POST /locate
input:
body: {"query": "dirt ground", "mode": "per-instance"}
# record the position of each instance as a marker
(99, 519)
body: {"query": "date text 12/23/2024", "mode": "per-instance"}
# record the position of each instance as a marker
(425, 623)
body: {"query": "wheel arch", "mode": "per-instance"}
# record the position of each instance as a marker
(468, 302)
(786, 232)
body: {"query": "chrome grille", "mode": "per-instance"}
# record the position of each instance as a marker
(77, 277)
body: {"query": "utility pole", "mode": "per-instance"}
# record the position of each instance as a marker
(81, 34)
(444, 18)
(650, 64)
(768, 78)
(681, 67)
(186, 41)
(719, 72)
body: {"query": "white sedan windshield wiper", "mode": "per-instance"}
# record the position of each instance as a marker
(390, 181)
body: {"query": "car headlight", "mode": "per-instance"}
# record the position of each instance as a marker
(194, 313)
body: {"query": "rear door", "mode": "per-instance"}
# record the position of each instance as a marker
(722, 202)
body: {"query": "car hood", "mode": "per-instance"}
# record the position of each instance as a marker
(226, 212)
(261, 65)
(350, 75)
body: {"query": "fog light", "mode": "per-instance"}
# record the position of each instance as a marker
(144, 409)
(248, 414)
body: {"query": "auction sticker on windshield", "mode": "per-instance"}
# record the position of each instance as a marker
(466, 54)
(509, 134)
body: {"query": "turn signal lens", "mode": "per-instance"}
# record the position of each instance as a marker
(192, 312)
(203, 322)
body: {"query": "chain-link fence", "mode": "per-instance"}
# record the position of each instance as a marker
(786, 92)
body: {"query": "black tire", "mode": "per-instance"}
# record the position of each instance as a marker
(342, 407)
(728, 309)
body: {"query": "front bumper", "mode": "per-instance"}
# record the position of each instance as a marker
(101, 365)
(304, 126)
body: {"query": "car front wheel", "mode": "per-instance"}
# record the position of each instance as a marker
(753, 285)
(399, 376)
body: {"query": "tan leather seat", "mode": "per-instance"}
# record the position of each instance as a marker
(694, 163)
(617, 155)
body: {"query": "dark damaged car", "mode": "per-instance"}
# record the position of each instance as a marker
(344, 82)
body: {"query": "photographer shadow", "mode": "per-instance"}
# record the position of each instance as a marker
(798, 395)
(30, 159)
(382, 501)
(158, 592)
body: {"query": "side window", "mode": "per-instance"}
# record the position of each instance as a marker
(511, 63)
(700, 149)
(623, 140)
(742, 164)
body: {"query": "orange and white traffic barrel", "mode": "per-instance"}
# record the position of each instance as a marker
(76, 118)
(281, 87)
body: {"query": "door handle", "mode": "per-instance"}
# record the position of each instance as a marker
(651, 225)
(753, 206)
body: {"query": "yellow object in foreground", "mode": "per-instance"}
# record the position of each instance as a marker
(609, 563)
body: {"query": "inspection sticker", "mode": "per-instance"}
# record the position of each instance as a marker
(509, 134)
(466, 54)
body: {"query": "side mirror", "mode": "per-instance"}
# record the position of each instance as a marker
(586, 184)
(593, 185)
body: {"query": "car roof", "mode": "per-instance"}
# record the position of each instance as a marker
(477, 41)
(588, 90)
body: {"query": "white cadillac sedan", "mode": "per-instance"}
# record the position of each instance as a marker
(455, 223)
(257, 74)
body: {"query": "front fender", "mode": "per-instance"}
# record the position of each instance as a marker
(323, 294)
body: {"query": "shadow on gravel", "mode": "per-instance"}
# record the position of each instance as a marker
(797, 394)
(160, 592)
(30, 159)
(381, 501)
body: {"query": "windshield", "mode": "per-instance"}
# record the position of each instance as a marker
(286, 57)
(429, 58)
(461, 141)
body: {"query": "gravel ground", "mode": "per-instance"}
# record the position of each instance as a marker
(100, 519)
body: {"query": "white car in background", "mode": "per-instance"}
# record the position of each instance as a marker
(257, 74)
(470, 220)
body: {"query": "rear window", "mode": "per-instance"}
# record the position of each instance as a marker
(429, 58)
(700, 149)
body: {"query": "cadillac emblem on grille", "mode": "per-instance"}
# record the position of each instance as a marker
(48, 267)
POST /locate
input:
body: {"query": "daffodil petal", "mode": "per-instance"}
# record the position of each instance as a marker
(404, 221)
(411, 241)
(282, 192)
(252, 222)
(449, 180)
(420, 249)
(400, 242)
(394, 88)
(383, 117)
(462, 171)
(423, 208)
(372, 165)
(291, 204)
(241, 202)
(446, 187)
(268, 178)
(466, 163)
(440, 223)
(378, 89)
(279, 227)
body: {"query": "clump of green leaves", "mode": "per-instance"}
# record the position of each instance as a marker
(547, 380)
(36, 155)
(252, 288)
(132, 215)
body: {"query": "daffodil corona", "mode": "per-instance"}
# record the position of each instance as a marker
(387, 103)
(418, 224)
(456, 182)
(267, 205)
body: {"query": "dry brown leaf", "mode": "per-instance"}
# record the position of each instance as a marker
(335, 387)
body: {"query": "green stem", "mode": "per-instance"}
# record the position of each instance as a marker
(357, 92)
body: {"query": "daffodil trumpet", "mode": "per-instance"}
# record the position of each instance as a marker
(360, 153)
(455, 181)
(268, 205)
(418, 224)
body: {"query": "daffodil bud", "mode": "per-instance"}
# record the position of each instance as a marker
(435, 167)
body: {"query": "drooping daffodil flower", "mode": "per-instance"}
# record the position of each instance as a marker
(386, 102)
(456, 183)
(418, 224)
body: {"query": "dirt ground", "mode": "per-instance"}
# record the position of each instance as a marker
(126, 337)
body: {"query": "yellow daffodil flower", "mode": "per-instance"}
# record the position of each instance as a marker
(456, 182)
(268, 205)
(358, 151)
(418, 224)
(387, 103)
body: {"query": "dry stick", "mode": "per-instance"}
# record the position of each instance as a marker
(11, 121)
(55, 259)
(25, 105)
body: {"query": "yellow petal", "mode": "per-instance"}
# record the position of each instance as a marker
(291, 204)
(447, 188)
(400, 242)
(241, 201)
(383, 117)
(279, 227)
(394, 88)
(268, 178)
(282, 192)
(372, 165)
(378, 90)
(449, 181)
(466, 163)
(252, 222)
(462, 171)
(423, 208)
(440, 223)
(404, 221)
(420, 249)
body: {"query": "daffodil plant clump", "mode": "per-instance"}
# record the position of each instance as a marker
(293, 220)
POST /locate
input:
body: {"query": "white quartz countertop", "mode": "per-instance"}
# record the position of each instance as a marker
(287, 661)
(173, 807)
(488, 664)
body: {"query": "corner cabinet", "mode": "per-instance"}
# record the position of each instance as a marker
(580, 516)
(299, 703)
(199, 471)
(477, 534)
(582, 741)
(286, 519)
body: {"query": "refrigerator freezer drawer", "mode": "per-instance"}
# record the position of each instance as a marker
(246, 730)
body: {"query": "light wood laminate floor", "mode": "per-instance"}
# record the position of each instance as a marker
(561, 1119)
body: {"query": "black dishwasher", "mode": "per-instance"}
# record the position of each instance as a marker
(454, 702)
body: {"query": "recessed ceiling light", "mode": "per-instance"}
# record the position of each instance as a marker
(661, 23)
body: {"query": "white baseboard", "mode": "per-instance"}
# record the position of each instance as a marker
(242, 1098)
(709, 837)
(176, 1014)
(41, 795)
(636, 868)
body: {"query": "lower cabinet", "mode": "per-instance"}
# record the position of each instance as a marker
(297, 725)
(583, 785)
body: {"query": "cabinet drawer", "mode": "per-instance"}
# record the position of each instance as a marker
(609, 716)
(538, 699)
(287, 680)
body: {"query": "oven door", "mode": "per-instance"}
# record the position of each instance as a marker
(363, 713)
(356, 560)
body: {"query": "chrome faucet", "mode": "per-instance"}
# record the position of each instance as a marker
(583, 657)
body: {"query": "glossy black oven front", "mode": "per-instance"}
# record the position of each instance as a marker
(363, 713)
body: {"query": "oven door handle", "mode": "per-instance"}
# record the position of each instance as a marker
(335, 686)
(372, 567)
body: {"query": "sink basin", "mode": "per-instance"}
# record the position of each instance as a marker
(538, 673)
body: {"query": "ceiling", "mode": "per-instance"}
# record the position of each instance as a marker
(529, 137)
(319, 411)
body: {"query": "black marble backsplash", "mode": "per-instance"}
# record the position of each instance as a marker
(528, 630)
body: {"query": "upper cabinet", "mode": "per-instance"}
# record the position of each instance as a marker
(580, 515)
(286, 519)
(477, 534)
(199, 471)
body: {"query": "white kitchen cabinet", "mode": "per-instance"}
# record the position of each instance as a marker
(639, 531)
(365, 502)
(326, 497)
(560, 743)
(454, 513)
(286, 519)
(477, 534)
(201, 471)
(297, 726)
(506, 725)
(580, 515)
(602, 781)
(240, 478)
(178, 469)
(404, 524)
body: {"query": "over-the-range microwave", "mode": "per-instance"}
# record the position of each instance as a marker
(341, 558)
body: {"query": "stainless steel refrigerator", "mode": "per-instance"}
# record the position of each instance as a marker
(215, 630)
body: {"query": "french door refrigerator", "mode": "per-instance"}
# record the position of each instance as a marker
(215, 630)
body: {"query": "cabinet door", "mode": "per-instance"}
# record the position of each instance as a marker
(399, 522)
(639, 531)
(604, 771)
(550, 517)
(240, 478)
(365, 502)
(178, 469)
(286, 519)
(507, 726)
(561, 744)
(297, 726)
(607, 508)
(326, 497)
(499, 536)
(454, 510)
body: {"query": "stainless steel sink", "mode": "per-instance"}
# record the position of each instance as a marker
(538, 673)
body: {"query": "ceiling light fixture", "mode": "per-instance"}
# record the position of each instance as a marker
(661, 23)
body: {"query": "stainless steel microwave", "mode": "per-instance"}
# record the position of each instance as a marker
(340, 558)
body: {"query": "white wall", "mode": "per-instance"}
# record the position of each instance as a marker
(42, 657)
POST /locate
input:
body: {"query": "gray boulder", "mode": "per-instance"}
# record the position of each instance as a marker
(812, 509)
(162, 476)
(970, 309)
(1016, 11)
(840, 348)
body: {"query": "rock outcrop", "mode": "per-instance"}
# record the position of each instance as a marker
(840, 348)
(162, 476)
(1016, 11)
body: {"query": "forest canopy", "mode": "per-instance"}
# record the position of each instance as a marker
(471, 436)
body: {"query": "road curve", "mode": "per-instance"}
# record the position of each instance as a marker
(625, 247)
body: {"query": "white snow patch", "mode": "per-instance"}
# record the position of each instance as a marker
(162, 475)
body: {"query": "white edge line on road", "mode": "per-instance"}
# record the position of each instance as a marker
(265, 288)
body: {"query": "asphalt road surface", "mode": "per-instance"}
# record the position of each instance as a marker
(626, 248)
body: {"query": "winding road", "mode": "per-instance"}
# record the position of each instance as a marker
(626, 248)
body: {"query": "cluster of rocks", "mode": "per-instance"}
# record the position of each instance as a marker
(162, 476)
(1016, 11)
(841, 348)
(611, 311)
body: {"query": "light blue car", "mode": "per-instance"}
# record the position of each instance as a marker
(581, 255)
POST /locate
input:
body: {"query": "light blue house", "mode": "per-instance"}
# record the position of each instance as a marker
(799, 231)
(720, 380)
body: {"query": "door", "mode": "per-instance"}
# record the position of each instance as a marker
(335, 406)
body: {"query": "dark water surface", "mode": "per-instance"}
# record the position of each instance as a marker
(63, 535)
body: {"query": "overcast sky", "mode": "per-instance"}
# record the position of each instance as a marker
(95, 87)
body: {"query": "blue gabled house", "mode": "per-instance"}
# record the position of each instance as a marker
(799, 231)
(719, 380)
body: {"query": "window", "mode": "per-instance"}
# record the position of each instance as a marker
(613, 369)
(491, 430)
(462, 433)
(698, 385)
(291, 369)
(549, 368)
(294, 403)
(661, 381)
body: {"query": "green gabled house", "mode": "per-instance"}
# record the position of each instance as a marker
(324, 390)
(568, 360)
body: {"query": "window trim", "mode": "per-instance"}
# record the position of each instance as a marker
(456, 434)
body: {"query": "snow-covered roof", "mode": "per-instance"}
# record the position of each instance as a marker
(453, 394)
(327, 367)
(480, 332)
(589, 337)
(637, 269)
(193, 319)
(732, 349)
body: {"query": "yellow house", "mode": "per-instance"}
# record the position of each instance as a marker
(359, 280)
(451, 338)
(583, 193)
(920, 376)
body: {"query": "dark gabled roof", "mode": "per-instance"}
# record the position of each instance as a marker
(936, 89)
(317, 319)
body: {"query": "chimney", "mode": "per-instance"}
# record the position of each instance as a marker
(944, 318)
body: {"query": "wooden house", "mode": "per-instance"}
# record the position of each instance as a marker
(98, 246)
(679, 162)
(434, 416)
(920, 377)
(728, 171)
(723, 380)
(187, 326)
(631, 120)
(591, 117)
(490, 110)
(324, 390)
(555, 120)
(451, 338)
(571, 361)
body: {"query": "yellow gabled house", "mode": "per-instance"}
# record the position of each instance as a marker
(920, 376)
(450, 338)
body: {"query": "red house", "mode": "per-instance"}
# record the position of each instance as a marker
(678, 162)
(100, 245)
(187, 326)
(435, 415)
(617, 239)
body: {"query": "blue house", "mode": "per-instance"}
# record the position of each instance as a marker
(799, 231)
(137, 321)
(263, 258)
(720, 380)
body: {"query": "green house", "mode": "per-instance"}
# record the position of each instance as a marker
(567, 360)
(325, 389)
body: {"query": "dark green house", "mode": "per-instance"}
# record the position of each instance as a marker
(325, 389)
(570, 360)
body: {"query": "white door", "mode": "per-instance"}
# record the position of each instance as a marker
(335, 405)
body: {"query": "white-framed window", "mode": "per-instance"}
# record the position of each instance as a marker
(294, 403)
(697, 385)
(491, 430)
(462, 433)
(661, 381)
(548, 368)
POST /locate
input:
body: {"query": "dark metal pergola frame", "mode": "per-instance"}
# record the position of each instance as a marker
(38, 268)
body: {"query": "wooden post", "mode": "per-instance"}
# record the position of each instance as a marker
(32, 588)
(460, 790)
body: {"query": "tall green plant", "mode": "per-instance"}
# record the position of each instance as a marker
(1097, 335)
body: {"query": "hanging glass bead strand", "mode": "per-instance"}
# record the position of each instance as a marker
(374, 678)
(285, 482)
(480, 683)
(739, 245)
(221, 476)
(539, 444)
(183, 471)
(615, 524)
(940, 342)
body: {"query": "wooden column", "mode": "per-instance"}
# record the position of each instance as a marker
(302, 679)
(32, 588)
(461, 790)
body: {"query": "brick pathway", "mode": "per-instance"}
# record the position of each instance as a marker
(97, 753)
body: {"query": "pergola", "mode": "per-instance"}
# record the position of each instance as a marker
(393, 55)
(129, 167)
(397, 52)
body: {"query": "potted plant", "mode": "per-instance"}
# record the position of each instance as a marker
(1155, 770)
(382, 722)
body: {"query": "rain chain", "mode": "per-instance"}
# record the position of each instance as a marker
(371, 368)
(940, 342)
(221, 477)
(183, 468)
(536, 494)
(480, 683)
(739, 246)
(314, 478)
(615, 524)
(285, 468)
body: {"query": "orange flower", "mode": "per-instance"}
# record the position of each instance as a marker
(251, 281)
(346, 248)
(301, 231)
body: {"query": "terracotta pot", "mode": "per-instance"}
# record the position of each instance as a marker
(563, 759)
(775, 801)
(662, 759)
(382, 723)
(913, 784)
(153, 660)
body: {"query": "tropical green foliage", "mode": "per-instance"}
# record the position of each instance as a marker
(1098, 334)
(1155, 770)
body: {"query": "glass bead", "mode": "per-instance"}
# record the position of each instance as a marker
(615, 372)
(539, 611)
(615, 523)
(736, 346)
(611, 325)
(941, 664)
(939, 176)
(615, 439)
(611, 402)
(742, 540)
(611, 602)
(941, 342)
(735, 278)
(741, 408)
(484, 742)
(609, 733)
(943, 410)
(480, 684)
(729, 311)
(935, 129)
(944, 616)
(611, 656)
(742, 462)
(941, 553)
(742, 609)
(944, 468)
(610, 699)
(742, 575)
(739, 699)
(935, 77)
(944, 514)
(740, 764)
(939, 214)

- - - - -

[EXERCISE]
Pull out all lines in the data above that include "cabinet".

[PROBLEM SOLUTION]
body: {"query": "corner cabinet", "mode": "per-instance"}
body: {"query": "lower cabinet", "mode": "per-instance"}
body: {"query": "cabinet drawer", "mode": "per-instance"}
body: {"query": "upper cabinet", "mode": "per-instance"}
body: {"query": "white kitchen cabinet", "mode": "per-instance"}
body: {"query": "cabinet door", "mode": "per-instance"}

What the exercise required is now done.